*Work required*
Reproduce the entries exactly as they appear below.

[[ Dataset, beginning ]]

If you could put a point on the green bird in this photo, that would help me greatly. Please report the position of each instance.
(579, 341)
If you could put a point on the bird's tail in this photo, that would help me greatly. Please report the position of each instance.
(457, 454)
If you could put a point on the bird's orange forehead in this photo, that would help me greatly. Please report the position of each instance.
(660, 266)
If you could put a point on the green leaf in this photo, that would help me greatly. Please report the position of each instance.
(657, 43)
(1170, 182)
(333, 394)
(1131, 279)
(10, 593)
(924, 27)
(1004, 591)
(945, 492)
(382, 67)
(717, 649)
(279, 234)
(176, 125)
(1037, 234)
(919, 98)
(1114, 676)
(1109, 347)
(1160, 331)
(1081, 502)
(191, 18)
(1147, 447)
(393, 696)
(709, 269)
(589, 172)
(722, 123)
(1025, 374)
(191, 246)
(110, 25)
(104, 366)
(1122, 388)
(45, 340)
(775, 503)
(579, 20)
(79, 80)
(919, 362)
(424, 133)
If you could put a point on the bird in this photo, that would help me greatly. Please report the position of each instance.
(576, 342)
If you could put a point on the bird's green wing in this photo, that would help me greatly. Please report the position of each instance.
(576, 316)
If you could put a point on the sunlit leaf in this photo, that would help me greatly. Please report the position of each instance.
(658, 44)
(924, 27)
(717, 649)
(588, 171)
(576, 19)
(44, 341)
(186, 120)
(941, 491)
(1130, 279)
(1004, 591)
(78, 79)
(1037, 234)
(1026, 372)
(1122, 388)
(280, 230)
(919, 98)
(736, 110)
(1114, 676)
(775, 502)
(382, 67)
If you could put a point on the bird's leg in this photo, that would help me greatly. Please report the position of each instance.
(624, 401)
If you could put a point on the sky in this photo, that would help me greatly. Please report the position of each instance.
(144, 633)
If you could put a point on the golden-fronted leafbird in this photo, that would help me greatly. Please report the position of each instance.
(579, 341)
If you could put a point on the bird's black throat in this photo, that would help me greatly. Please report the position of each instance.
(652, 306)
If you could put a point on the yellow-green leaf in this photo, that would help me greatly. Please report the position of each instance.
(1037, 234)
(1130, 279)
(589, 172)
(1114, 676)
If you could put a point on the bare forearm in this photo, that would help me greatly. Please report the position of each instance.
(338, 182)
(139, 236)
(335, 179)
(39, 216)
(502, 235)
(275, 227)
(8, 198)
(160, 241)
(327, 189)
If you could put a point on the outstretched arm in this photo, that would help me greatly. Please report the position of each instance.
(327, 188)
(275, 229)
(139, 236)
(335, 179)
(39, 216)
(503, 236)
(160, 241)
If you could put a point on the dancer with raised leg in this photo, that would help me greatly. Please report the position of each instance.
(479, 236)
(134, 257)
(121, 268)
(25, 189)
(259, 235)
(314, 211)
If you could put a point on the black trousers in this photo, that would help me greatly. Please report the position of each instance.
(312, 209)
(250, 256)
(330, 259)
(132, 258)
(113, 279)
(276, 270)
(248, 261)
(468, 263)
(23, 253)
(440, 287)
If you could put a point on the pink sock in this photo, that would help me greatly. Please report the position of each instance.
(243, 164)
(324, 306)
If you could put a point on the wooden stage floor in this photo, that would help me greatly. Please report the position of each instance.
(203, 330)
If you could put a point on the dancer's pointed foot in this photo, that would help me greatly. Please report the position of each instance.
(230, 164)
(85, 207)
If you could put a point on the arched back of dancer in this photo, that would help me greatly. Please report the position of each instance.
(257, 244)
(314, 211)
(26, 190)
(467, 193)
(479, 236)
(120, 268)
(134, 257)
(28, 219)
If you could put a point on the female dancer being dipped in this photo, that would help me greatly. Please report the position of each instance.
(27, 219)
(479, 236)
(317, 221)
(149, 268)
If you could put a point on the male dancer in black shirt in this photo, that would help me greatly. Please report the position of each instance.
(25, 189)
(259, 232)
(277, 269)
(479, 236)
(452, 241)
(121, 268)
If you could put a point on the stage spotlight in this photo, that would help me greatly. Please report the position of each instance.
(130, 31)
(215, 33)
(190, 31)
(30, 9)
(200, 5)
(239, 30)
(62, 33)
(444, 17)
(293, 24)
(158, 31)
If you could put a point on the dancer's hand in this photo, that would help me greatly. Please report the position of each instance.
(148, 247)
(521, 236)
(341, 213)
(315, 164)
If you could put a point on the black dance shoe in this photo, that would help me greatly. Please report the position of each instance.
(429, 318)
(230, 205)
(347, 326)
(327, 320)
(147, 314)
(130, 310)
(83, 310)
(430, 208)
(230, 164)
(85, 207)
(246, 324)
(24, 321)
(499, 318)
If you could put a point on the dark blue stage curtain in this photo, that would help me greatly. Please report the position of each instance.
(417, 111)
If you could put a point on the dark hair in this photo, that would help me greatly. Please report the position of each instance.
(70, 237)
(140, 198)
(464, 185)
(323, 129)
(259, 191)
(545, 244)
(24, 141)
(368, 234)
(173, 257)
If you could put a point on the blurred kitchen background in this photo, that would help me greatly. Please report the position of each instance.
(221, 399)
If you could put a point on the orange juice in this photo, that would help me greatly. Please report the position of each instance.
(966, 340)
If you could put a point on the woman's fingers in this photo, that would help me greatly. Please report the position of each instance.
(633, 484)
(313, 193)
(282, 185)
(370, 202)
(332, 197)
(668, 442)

[[ Dataset, end ]]

*Solution to this task*
If you could put a point on the green bird in this photo, that would help me greatly. Please report the position of each instance.
(579, 341)
If you could put a point on the bird's tail in this photo, that would help me greatly. Please report the position of each instance.
(457, 454)
If you could put a point on the bird's orange forehead in this photo, that would help me greatly. Please report the position of each instance.
(660, 266)
If you could put a point on the green leaf in this photo, that would help me greatly. Please report the position of each instance.
(657, 43)
(1170, 182)
(333, 394)
(1131, 279)
(10, 593)
(924, 27)
(1004, 591)
(945, 492)
(382, 67)
(717, 649)
(279, 234)
(176, 125)
(1037, 234)
(919, 98)
(1114, 676)
(1109, 347)
(1160, 331)
(1081, 502)
(191, 18)
(1147, 447)
(393, 696)
(709, 269)
(589, 172)
(722, 123)
(1025, 374)
(191, 246)
(110, 25)
(104, 366)
(1122, 388)
(45, 340)
(775, 503)
(579, 20)
(79, 80)
(919, 362)
(424, 133)
If you could put a point on the bird in this photo, that would help me greatly. Please report the position of each instance.
(576, 342)
If you could put a point on the bird's green wing in this photo, that would help me greatly. Please report the position of each instance.
(576, 316)
If you could put a point on the sunlit leaf in this photo, that would help me greatly. Please report the position of each instance.
(658, 44)
(924, 27)
(717, 649)
(588, 171)
(576, 19)
(44, 341)
(186, 120)
(941, 491)
(1130, 279)
(1004, 591)
(78, 79)
(1037, 234)
(1026, 372)
(1122, 388)
(280, 230)
(919, 98)
(736, 110)
(1114, 676)
(775, 502)
(382, 67)
If you could put a point on the bird's leg in this photo, that would help me greatly. Please report the position of each instance.
(624, 401)
If you could put a point on the sky in this photo, that would help me greatly. Please report the position of each instance.
(144, 633)
If you could put a point on the golden-fronted leafbird in this photo, that would help me greatly. Please report the position of each instance.
(579, 341)
If you could put a point on the bird's black throat in this photo, that would help me greatly. Please report the position of each instance.
(652, 306)
If you could put a point on the yellow-green leaf in this photo, that would help me greatly. Please report the position of each instance.
(1037, 234)
(1130, 279)
(589, 172)
(1114, 676)
If you could put a point on the bare forearm in this photo, that would help me greatly. Please report the position of each instance.
(338, 182)
(139, 236)
(335, 179)
(39, 216)
(502, 235)
(275, 227)
(8, 198)
(160, 241)
(327, 189)
If you could put a point on the outstretched arm in this photo, that would help me greatly. Please report the position of each instance.
(327, 188)
(275, 229)
(139, 236)
(335, 179)
(39, 216)
(503, 236)
(160, 241)
If you could put a point on the dancer with raised leg in this photo, that would help me greatly. Please report the position of each instance.
(479, 236)
(134, 257)
(121, 268)
(25, 189)
(259, 235)
(314, 211)
If you could put a point on the black trousers in this photo, that would help me greatly. Please report the position of each instance.
(312, 209)
(250, 256)
(330, 259)
(132, 258)
(113, 279)
(276, 270)
(248, 261)
(468, 263)
(23, 253)
(440, 287)
If you could put a point on the pink sock in this photo, that would help me greatly. Please report the position of each instance.
(243, 164)
(324, 306)
If you could put a point on the wooden stage floor in this photo, that would help me greatly. Please report the position of each instance.
(203, 330)
If you could put a point on the dancer's pointed foot in this photo, that would help me greatly. Please report the position of each instance.
(230, 164)
(85, 207)
If you could put a point on the arched back of dancer in this photo, that would help me greatly. Please report the position of each instance.
(257, 244)
(314, 211)
(26, 190)
(467, 193)
(479, 236)
(120, 268)
(134, 257)
(28, 219)
If you could put a point on the female dancer being dipped in this photo, that would help me greatly. Please report the position of each instance.
(27, 219)
(479, 236)
(317, 221)
(149, 268)
If you could put a point on the male dancer in black shirt in this photo, that would help me greatly. Please report the position of each instance.
(25, 189)
(259, 232)
(277, 269)
(479, 236)
(452, 241)
(121, 268)
If you could put a point on the stage spotlight in this photo, that would help me greatly. Please report the position of each instance.
(130, 31)
(215, 33)
(190, 31)
(30, 9)
(200, 5)
(239, 30)
(62, 33)
(444, 17)
(293, 24)
(158, 31)
If you could put a point on the dancer's hand in this photo, that would help me greatly. Please report the position of each instance.
(148, 247)
(521, 236)
(341, 213)
(315, 164)
If you could put a point on the black dance shoe in this photo, that would help me greatly. Please report the position of each instance.
(429, 318)
(230, 205)
(347, 326)
(327, 320)
(147, 314)
(130, 310)
(83, 310)
(430, 208)
(230, 164)
(85, 207)
(246, 324)
(24, 321)
(499, 318)
If you could put a point on the dark blue stage curtain in this photo, that would help me greatly. Please report the position of each instance.
(417, 111)
If you could put a point on the dark hair in this photo, that would help me greatly. Please report the position of each instance.
(70, 237)
(140, 198)
(464, 185)
(323, 129)
(259, 191)
(545, 244)
(24, 141)
(368, 234)
(173, 257)
If you could put a point on the blurred kitchen background in this photo, that would help me greatly. Please report the position of each instance.
(221, 399)
If you could put a point on the orange juice in this photo, that would help me greatly. Please report the position of each instance.
(966, 340)
If you could put a point on the woman's fingers in this photo, that would help me greatly. Please report the position of each instance.
(633, 484)
(313, 193)
(282, 185)
(370, 202)
(332, 197)
(668, 442)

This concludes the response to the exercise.